-- Task details --
Could you reproduce the lines below from the one with "waterproof jacket in the photo above." through the one with "teeth in the photo above."? Keep both ends and add nothing.
--- Excerpted records Enclosed Below ---
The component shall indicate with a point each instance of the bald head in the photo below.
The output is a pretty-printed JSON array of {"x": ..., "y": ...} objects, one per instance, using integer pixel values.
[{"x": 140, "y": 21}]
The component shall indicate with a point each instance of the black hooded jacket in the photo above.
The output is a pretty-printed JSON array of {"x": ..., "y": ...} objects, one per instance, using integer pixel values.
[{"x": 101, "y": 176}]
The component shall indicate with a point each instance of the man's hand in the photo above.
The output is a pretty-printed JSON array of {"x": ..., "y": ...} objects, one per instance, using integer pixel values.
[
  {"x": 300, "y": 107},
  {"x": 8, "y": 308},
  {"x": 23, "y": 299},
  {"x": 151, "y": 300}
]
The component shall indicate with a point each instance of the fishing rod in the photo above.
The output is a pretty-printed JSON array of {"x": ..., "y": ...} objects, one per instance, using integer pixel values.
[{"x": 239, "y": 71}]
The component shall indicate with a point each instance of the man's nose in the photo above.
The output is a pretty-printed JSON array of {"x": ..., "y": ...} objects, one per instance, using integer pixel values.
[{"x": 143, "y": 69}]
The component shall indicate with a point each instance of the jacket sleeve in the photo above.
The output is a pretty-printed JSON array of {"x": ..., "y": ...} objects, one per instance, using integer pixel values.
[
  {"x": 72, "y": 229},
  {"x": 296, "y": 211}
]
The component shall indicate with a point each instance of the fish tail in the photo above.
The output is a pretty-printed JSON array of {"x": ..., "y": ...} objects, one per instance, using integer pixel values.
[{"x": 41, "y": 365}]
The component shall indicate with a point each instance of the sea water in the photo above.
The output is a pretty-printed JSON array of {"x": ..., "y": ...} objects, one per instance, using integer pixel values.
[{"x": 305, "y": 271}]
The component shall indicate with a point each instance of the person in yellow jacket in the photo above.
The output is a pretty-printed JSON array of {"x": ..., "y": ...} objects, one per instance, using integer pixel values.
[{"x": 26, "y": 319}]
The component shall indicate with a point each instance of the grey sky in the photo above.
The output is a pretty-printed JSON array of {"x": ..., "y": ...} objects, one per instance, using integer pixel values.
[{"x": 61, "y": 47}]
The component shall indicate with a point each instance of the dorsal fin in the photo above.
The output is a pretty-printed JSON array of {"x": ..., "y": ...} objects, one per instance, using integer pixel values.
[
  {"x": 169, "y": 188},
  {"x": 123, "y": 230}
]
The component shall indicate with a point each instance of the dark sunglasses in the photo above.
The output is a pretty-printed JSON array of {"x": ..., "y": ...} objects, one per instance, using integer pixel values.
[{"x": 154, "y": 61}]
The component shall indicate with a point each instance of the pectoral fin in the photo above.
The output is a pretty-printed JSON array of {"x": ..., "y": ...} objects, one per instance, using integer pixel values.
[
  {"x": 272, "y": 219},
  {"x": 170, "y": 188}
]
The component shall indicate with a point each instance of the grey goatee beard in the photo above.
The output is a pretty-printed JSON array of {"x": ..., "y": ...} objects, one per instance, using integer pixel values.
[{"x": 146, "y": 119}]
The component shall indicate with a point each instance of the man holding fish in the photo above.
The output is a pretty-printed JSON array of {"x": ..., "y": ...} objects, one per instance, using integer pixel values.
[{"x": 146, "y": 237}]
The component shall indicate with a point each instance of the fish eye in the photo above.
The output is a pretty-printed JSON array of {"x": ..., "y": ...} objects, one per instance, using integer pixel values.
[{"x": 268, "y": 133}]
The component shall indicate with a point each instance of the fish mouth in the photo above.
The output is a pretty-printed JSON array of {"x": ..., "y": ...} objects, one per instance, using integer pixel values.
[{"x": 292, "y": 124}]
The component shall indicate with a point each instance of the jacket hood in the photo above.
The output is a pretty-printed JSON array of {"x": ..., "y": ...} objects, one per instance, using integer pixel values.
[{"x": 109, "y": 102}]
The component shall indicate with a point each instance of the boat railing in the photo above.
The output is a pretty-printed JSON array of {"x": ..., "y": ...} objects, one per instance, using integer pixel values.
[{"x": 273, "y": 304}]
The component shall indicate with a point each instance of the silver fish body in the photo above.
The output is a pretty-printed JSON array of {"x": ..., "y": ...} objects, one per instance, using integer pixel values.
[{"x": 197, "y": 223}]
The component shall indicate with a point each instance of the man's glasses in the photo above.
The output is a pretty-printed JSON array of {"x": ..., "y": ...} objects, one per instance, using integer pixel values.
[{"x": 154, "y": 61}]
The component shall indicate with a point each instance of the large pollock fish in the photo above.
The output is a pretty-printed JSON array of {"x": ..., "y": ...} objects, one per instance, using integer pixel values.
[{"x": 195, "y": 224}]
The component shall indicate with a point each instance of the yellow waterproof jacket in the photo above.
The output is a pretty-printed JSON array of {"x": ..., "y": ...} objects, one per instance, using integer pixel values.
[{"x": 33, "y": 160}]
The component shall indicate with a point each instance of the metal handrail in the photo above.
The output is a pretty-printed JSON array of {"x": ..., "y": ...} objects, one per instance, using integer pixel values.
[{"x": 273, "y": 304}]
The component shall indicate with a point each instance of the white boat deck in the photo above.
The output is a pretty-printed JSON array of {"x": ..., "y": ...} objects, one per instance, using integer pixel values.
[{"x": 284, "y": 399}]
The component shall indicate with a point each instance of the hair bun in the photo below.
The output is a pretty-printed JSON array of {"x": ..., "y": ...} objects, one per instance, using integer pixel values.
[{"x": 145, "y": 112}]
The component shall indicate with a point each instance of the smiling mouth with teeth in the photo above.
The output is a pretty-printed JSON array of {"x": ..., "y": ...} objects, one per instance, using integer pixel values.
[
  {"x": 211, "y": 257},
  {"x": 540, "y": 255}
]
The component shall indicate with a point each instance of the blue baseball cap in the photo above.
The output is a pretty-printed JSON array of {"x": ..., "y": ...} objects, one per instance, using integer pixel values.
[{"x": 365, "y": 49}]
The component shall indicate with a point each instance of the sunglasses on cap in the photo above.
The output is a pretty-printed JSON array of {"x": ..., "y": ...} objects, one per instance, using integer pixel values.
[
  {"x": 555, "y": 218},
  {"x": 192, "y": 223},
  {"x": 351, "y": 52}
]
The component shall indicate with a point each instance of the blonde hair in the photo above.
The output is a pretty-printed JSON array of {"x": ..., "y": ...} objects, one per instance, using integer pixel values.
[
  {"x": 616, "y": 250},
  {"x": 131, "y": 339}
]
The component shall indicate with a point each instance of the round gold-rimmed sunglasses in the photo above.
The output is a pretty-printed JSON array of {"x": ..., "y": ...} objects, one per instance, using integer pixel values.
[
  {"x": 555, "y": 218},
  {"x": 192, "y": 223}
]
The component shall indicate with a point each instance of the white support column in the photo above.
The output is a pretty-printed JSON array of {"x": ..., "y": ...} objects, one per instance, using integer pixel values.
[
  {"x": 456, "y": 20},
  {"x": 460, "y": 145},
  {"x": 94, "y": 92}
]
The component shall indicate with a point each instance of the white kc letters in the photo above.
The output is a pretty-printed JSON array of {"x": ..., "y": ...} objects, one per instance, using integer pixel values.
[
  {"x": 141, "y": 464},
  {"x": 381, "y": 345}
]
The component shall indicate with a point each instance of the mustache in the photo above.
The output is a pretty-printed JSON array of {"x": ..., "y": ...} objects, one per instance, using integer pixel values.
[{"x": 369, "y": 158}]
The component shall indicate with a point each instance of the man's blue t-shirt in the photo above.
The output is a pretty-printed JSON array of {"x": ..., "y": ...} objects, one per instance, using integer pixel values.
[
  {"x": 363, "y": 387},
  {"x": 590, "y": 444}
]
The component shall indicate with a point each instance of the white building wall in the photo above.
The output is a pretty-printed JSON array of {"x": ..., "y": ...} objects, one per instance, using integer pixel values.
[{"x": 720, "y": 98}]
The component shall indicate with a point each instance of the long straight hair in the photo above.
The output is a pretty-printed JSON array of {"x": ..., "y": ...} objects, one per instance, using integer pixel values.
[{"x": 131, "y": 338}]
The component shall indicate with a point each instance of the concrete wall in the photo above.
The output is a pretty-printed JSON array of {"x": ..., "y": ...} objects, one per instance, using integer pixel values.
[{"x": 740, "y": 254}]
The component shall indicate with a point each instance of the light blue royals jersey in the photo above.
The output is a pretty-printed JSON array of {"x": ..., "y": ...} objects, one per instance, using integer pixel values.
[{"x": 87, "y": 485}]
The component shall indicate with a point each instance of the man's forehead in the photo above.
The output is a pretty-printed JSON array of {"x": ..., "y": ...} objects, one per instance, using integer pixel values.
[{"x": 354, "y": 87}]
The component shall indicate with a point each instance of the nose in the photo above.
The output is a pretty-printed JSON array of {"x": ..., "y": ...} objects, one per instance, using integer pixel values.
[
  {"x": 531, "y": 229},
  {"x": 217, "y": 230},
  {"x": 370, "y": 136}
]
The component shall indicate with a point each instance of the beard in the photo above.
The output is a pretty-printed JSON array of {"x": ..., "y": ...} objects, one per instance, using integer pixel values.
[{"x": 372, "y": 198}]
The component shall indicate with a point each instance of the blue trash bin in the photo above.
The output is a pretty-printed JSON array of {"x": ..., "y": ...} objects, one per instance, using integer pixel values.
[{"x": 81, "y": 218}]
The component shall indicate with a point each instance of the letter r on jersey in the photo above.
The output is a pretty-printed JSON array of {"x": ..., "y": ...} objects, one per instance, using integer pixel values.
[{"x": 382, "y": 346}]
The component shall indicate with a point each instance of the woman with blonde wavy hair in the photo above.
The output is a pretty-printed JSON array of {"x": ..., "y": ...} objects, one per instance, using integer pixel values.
--- End of Enclosed Excerpted records ---
-- The answer --
The component shall indicate with a point each instance of the yellow waterproof jacket in the photo above.
The output is a pretty-printed JSON array of {"x": ..., "y": ...} objects, one per instance, using integer pixel values.
[{"x": 33, "y": 160}]
The component shall indicate with a point each instance of the metal handrail in the photo above.
The output is a pretty-printed JSON array of {"x": ..., "y": ...} objects, one per instance, using integer pixel values.
[{"x": 273, "y": 304}]
The component shall indicate with a point each instance of the white boat deck in the photo above.
The output is a pretty-printed JSON array of {"x": ..., "y": ...} objects, one per instance, using integer pixel values.
[{"x": 284, "y": 399}]
The component shall indicate with a point each instance of the hair bun in the photo below.
The output is a pretty-printed JSON array of {"x": ..., "y": ...} objects, one per instance, using integer pixel values.
[{"x": 145, "y": 112}]
The component shall indicate with a point each instance of the smiling mouth with teeth in the photo above.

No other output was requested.